Image segmentation entries

──────────

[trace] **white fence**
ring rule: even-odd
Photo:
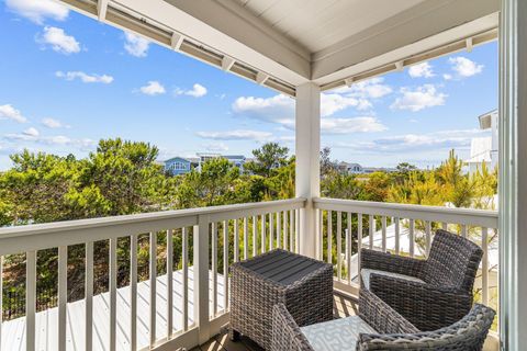
[[[119,217],[81,219],[64,223],[51,223],[29,225],[0,229],[0,257],[8,254],[25,253],[26,268],[26,312],[24,332],[19,340],[25,339],[25,350],[37,349],[37,333],[41,332],[35,325],[36,316],[36,280],[37,280],[37,252],[40,250],[58,248],[58,326],[54,326],[57,336],[49,339],[56,340],[52,349],[59,351],[75,349],[67,338],[67,262],[68,246],[85,245],[86,247],[86,282],[85,282],[85,326],[83,350],[93,350],[93,244],[109,240],[109,332],[104,340],[105,350],[117,350],[117,239],[130,238],[130,349],[155,349],[175,350],[179,347],[192,348],[220,331],[228,319],[228,283],[218,284],[218,272],[222,280],[228,276],[228,265],[233,261],[245,259],[265,252],[269,249],[281,247],[298,251],[299,249],[299,214],[304,207],[304,199],[294,199],[276,202],[250,203],[240,205],[227,205],[209,208],[195,208],[184,211],[169,211],[161,213],[148,213]],[[218,242],[218,229],[221,238]],[[177,330],[173,322],[173,285],[172,285],[172,240],[166,240],[167,284],[162,288],[166,296],[166,314],[159,316],[157,290],[159,281],[157,274],[157,236],[166,235],[172,238],[178,231],[181,238],[181,263],[182,263],[182,291],[181,301],[177,302],[181,308],[181,328]],[[149,235],[149,326],[148,344],[137,343],[137,238],[139,235]],[[192,273],[193,273],[193,316],[194,322],[189,325],[189,236],[193,238]],[[232,238],[233,242],[229,242]],[[251,242],[249,242],[251,241]],[[223,252],[218,252],[223,248]],[[233,254],[231,254],[233,252]],[[218,256],[223,261],[223,269],[218,267]],[[0,267],[3,272],[3,268]],[[210,280],[210,275],[212,279]],[[212,286],[209,286],[209,284]],[[0,278],[0,288],[2,287]],[[223,292],[217,291],[223,288]],[[0,290],[1,291],[1,290]],[[0,294],[0,306],[1,306]],[[212,295],[212,296],[210,296]],[[221,304],[217,296],[224,298]],[[223,308],[220,310],[218,305]],[[121,307],[121,306],[120,306]],[[164,319],[167,330],[160,332],[159,318]],[[75,322],[82,322],[76,320]],[[0,324],[1,326],[1,324]],[[46,332],[49,332],[47,330]],[[0,329],[0,336],[2,333]],[[10,339],[12,340],[12,339]],[[40,343],[38,343],[40,344]],[[0,340],[2,350],[18,350],[7,340]],[[49,347],[49,344],[47,344]]]
[[[316,254],[333,262],[336,269],[335,287],[356,292],[355,276],[360,270],[360,248],[369,247],[396,254],[411,257],[426,256],[435,228],[459,231],[482,246],[484,257],[481,267],[481,299],[489,303],[490,249],[496,240],[497,213],[487,211],[371,203],[332,199],[314,199],[316,211]],[[82,322],[85,335],[82,350],[98,349],[94,346],[94,296],[93,268],[94,242],[109,241],[109,303],[108,333],[103,340],[105,350],[122,349],[117,335],[122,335],[123,320],[117,288],[117,239],[130,240],[130,287],[126,288],[126,335],[130,336],[126,349],[131,350],[175,350],[179,347],[192,348],[205,342],[217,333],[228,321],[228,267],[233,262],[271,250],[283,248],[299,252],[300,213],[306,200],[250,203],[184,211],[169,211],[119,217],[81,219],[64,223],[29,225],[0,229],[0,257],[25,254],[26,312],[23,332],[23,348],[13,348],[8,340],[0,340],[2,350],[38,348],[36,326],[36,282],[37,254],[40,250],[58,249],[58,317],[57,326],[47,333],[56,332],[56,346],[52,349],[71,350],[68,339],[67,281],[68,247],[83,245],[86,257],[85,301]],[[359,236],[360,234],[360,236]],[[149,278],[141,290],[148,286],[149,295],[146,314],[138,319],[137,249],[138,237],[149,236]],[[181,236],[181,267],[173,270],[173,236]],[[157,247],[157,237],[166,236],[166,247]],[[192,240],[192,241],[191,241]],[[179,242],[179,241],[177,241]],[[190,244],[192,242],[192,249]],[[336,246],[336,247],[335,247]],[[167,276],[157,272],[157,259],[166,254]],[[497,257],[497,256],[496,256]],[[190,258],[190,259],[189,259]],[[2,261],[0,261],[0,269]],[[222,267],[220,267],[222,264]],[[189,276],[190,271],[190,276]],[[180,291],[175,301],[172,274]],[[1,276],[1,275],[0,275]],[[225,282],[226,280],[226,282]],[[160,282],[167,282],[166,284]],[[181,284],[179,284],[181,282]],[[192,286],[189,286],[192,284]],[[179,286],[181,285],[181,286]],[[0,278],[0,288],[2,280]],[[191,296],[189,297],[189,292]],[[139,292],[141,293],[141,292]],[[166,296],[159,299],[159,295]],[[0,294],[0,305],[1,297]],[[97,297],[97,296],[96,296]],[[99,297],[97,297],[99,301]],[[143,298],[145,299],[145,298]],[[189,309],[189,299],[193,302]],[[218,301],[220,299],[220,301]],[[166,306],[156,306],[166,304]],[[139,306],[144,306],[141,302]],[[162,308],[159,308],[162,307]],[[178,312],[175,315],[173,310]],[[159,313],[159,310],[162,310]],[[189,313],[192,315],[189,316]],[[0,314],[1,316],[1,314]],[[175,321],[175,316],[178,320]],[[97,317],[97,316],[96,316]],[[181,320],[179,320],[181,318]],[[147,326],[137,326],[137,320],[147,320]],[[0,322],[0,327],[2,324]],[[138,336],[138,329],[147,330],[147,338]],[[166,328],[166,329],[165,329]],[[119,330],[117,330],[119,329]],[[162,330],[165,329],[165,330]],[[5,339],[5,332],[0,330]],[[19,340],[20,342],[20,340]],[[101,342],[98,342],[100,344]]]
[[[489,304],[490,274],[497,275],[497,212],[335,199],[313,201],[317,212],[316,254],[321,260],[336,261],[336,287],[357,293],[362,247],[426,257],[434,229],[444,228],[482,247],[476,285],[481,285],[481,302]]]

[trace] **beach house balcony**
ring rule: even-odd
[[[340,305],[352,309],[361,248],[426,258],[438,228],[458,233],[483,250],[475,297],[500,310],[497,331],[485,347],[523,350],[527,105],[518,97],[527,88],[525,1],[60,2],[294,98],[296,192],[294,199],[274,202],[1,228],[0,270],[4,257],[23,257],[16,264],[25,271],[25,310],[0,320],[0,350],[191,350],[220,340],[215,336],[229,320],[229,265],[274,248],[332,263],[335,294],[346,299]],[[496,38],[497,212],[321,199],[322,91]],[[173,240],[158,247],[164,236],[179,237],[181,247],[175,248]],[[144,237],[149,240],[148,279],[139,281],[137,242]],[[130,267],[124,286],[117,280],[120,240],[128,240],[131,248],[123,263]],[[94,247],[101,241],[109,248],[109,284],[105,292],[94,293]],[[71,246],[85,251],[85,293],[75,302],[68,302],[67,286]],[[58,299],[56,306],[40,310],[37,257],[46,249],[58,252]],[[177,264],[176,249],[181,252]],[[1,285],[0,279],[0,290]],[[212,349],[222,350],[222,344]]]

──────────

WHAT YOU WILL DO
Please echo the data from the line containing "[trace] **beach house balcony**" through the end of the data, both ends included, with no changes.

RESPONSE TO THE TASK
[trace] **beach house balcony**
ring rule: even-odd
[[[340,305],[352,309],[361,248],[426,258],[438,228],[458,233],[483,250],[475,297],[500,310],[497,331],[485,347],[523,350],[527,105],[518,97],[527,88],[525,1],[60,2],[294,98],[296,192],[294,199],[274,202],[1,228],[0,270],[4,257],[23,257],[16,264],[25,271],[25,310],[0,320],[0,350],[191,350],[220,340],[215,336],[229,320],[229,265],[274,248],[332,263],[335,294],[346,299]],[[496,38],[497,212],[321,199],[322,91]],[[173,240],[158,247],[164,236],[179,237],[181,247],[175,248]],[[144,237],[149,240],[148,279],[139,281],[137,242]],[[130,267],[124,286],[117,280],[120,240],[128,240],[131,248],[123,263]],[[94,247],[101,241],[109,248],[109,284],[105,292],[94,293]],[[71,246],[85,251],[85,293],[75,302],[68,302],[67,286]],[[58,299],[56,306],[40,310],[37,257],[46,249],[58,252]],[[177,264],[176,249],[181,252]],[[1,285],[0,279],[0,290]],[[212,349],[222,350],[222,344]]]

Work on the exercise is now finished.